Extracted text.
────────────────

|
Post by turtlesoup on Jan 8, 2007 5:11:10 GMT 7
Just to clarify, I have upgraded to 1.00.05 but I don't have the jumpers installed. I'll post if I experience the degraded state again.
|
|
jk
New Member
Posts: 15
|
Post by jk on Jan 9, 2007 11:55:23 GMT 7
I just found this forum.... I thought I'd share my experience.
I have RAID5 running with 5 x WD500YS-01MPB0 f/w 07.0 drives.
My RAID will startup randomly degraded with on drive dropped from the array. I'd say this happens at rate of about 1 in 5 to 1 in 10 shutdowns. The shutdowns can be from the UI or from a front panel switch press, even a self imposed shutdown because of low battery UPS condition, it doesn't seem to matter.
I have tested both with and without the jumpers installed, but mostly INSTALLED (which is where they are now), they had no decernable effect on the failure rate.

────────────────

Data provided.
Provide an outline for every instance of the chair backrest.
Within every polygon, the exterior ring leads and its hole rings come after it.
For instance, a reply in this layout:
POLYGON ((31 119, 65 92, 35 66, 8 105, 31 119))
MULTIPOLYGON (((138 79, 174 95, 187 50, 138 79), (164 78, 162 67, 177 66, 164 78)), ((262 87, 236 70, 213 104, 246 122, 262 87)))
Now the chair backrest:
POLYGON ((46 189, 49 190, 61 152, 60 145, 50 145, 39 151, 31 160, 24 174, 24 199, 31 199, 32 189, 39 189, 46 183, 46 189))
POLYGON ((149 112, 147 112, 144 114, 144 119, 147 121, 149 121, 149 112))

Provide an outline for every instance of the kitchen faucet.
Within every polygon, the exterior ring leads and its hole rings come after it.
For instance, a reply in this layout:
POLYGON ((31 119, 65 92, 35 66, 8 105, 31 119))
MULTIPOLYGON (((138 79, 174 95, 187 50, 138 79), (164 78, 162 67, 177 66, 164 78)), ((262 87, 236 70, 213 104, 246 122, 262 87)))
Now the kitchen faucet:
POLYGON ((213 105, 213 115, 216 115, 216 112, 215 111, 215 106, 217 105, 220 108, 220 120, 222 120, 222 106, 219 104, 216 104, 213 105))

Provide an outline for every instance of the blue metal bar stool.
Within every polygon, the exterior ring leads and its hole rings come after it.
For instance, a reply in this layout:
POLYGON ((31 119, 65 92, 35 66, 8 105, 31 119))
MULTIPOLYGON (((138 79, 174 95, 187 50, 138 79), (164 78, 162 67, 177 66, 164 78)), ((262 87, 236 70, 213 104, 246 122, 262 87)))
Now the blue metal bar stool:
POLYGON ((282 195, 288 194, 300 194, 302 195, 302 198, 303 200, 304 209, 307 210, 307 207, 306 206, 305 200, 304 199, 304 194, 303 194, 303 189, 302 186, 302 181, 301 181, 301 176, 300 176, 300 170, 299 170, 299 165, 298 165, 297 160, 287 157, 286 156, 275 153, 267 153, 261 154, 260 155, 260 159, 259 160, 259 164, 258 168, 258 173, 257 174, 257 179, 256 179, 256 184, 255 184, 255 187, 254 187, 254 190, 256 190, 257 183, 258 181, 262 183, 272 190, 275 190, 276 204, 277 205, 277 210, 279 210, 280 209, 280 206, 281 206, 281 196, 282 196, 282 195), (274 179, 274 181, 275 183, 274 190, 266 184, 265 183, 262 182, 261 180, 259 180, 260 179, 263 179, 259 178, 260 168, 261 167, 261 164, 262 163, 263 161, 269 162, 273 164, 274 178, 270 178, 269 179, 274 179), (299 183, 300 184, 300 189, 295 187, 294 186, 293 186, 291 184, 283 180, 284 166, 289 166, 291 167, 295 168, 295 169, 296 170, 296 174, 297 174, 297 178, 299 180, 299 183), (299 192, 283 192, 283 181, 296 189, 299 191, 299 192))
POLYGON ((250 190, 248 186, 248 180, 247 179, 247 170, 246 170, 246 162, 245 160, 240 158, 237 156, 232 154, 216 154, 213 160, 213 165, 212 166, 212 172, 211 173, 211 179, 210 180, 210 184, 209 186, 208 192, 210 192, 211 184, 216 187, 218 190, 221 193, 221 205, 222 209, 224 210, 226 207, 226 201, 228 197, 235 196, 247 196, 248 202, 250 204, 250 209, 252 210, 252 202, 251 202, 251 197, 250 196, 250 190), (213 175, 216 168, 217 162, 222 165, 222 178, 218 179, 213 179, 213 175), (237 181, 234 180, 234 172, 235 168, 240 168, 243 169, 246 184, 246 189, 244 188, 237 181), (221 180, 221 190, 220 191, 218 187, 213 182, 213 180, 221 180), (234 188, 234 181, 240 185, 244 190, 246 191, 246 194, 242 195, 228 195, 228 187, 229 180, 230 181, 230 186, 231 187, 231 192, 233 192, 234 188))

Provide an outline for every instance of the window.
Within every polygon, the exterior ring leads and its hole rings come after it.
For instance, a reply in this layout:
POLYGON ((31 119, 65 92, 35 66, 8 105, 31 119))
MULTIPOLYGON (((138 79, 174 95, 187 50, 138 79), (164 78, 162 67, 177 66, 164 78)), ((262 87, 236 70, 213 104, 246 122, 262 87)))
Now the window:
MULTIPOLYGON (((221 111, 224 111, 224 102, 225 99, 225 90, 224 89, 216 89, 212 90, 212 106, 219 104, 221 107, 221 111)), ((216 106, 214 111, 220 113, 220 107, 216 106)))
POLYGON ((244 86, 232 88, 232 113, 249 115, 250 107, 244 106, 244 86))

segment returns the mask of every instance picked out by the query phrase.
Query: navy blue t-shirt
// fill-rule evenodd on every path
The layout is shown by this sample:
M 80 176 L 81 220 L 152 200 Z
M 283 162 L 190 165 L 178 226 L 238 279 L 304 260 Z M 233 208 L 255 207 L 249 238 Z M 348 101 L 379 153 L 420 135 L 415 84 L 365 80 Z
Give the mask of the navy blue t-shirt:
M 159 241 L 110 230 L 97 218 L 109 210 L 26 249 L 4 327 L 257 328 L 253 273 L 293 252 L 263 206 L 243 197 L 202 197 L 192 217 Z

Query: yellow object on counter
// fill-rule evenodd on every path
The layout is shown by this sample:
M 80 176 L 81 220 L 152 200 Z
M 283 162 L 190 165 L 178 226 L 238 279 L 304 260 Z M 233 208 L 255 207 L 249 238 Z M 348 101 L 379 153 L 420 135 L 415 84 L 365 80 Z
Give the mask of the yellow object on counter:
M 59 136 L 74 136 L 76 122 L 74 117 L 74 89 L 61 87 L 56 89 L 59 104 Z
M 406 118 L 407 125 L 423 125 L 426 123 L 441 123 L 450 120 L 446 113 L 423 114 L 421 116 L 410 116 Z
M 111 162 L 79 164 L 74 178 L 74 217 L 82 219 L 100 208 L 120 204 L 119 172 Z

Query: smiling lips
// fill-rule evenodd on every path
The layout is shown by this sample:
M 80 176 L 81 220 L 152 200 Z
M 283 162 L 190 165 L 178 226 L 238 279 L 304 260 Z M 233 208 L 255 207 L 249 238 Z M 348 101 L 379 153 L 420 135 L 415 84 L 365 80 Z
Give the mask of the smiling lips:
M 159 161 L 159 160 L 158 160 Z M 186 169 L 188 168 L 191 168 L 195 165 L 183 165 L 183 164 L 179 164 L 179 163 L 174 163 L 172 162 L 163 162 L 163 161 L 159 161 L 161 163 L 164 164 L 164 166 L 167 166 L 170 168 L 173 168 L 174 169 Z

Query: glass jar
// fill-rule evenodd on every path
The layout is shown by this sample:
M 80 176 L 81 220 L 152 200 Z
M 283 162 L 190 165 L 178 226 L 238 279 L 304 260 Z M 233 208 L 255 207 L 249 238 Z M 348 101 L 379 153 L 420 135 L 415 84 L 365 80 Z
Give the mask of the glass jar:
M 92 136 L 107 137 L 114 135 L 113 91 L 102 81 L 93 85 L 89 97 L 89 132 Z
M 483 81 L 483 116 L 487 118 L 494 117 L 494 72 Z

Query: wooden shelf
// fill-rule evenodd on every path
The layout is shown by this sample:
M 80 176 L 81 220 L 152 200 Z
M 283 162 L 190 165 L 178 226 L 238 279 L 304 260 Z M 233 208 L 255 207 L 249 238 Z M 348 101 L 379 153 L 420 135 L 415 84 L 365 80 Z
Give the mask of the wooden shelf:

────────────────

Exercise tasks.
**1.** Repeat a passage from the RAID forum thread word for word. Begin at "My RAID will" and stop after "the failure rate.".
**2.** Translate this sentence from the RAID forum thread into Spanish: "I have RAID5 running with 5 x WD500YS-01MPB0 f/w 07.0 drives."

Task-by-task answers.
**1.**
My RAID will startup randomly degraded with on drive dropped from the array. I'd say this happens at rate of about 1 in 5 to 1 in 10 shutdowns. The shutdowns can be from the UI or from a front panel switch press, even a self imposed shutdown because of low battery UPS condition, it doesn't seem to matter.
I have tested both with and without the jumpers installed, but mostly INSTALLED (which is where they are now), they had no decernable effect on the failure rate.

**2.** Tengo un RAID5 en funcionamiento con 5 unidades WD500YS-01MPB0 con f/w 07.0.